**** Dataset records ****
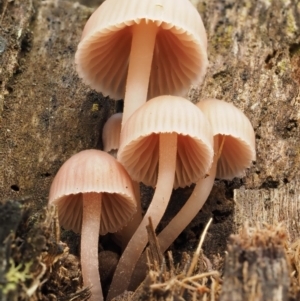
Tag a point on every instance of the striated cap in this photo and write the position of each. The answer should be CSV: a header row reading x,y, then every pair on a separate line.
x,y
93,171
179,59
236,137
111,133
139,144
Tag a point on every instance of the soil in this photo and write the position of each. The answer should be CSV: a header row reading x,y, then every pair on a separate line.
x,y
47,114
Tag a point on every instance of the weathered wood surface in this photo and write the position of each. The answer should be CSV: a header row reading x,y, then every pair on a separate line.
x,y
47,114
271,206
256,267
****
**** Dataset records ****
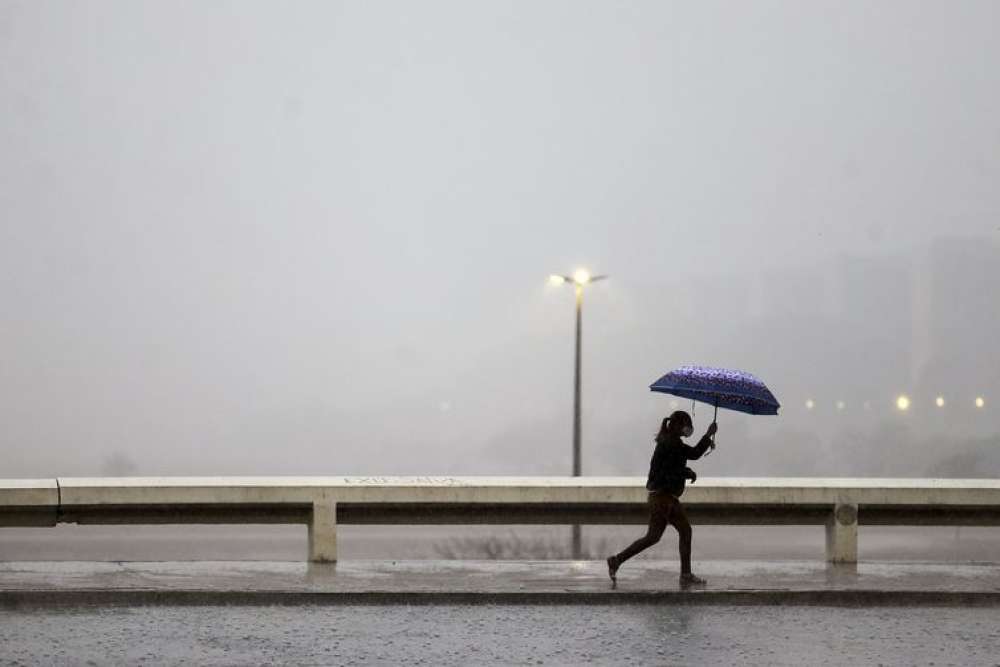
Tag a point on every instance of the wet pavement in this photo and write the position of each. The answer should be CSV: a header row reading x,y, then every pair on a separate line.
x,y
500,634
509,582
****
What the task asks =
Pick out and copy every line in the rows above that contains the word "surface". Case counts.

Final result =
Tag a point on every instance of the weathered wood surface in this photo and write the position of each. The answer should be CSV: a header row reading x,y, then every pair on a separate line.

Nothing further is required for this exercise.